◆ **Brief**
Could the lines from the one with "the marble column" through the end of the listing be restated exactly, with nothing else included?

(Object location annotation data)
■ ■ ■ ■ ■ ■ ■

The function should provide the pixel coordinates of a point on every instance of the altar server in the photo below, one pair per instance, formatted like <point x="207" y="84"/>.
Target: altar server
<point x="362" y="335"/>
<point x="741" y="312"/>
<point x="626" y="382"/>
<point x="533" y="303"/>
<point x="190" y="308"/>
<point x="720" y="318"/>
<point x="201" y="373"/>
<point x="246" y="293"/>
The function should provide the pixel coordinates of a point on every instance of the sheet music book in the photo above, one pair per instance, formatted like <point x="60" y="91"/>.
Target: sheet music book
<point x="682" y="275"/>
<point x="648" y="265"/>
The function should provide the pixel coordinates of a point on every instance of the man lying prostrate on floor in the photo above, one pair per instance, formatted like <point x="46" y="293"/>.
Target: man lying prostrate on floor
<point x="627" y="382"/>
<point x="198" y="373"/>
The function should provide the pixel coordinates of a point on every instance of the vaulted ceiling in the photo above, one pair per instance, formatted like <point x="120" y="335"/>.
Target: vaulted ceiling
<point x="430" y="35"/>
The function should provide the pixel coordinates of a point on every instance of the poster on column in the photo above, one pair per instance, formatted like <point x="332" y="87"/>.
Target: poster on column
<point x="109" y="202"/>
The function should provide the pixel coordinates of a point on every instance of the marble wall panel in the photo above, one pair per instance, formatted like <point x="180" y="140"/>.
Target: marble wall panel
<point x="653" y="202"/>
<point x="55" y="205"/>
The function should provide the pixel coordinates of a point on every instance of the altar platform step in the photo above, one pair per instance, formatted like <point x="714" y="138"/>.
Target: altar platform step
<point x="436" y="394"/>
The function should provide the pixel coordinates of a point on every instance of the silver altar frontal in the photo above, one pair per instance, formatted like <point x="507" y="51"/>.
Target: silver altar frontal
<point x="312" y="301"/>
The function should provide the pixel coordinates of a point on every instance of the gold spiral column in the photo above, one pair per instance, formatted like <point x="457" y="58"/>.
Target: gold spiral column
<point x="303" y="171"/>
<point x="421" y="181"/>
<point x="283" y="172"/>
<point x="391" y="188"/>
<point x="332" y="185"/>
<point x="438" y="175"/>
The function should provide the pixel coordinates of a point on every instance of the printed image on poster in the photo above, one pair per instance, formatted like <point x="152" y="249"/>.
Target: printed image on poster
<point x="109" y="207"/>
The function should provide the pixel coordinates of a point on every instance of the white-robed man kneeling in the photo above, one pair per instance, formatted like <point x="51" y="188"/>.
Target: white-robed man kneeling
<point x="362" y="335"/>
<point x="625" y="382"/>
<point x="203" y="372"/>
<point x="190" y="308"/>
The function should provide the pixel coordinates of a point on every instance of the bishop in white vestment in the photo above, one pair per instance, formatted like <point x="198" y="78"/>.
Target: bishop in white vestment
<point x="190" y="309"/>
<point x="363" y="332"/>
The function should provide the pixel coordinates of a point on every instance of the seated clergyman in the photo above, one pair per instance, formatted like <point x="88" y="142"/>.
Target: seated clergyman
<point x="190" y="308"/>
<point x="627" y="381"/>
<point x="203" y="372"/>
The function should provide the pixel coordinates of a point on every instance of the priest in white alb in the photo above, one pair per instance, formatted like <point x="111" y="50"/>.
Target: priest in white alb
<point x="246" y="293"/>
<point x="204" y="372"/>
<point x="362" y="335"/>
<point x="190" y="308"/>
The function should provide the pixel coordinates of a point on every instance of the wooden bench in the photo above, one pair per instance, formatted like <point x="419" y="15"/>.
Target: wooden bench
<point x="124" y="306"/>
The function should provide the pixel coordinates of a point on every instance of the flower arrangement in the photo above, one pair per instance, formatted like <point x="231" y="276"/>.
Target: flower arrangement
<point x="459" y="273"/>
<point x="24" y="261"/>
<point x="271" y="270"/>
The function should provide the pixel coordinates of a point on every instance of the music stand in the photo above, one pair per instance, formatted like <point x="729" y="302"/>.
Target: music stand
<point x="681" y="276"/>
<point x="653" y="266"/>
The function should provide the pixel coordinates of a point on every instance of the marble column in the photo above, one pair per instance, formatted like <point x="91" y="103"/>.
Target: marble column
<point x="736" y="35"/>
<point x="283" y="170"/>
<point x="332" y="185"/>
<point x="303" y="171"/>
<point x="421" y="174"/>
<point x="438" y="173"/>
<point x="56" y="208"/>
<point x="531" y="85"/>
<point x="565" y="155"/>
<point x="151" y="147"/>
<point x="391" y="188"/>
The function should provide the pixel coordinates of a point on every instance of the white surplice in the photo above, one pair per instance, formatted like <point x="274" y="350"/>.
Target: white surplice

■ ■ ■ ■ ■ ■ ■

◆ **Exercise answer**
The function should provide the pixel coordinates of a point on every instance of the marble column in the photo above, one pair per instance, formatted like <point x="91" y="103"/>.
Target: marble column
<point x="736" y="35"/>
<point x="283" y="170"/>
<point x="332" y="185"/>
<point x="303" y="171"/>
<point x="421" y="174"/>
<point x="438" y="173"/>
<point x="56" y="208"/>
<point x="531" y="85"/>
<point x="565" y="155"/>
<point x="151" y="147"/>
<point x="391" y="188"/>
The function should provide the pixel coordinates of a point on every instance of the white surplice in the photo above, one pair per instance, formatted like <point x="274" y="350"/>.
Target: white surplice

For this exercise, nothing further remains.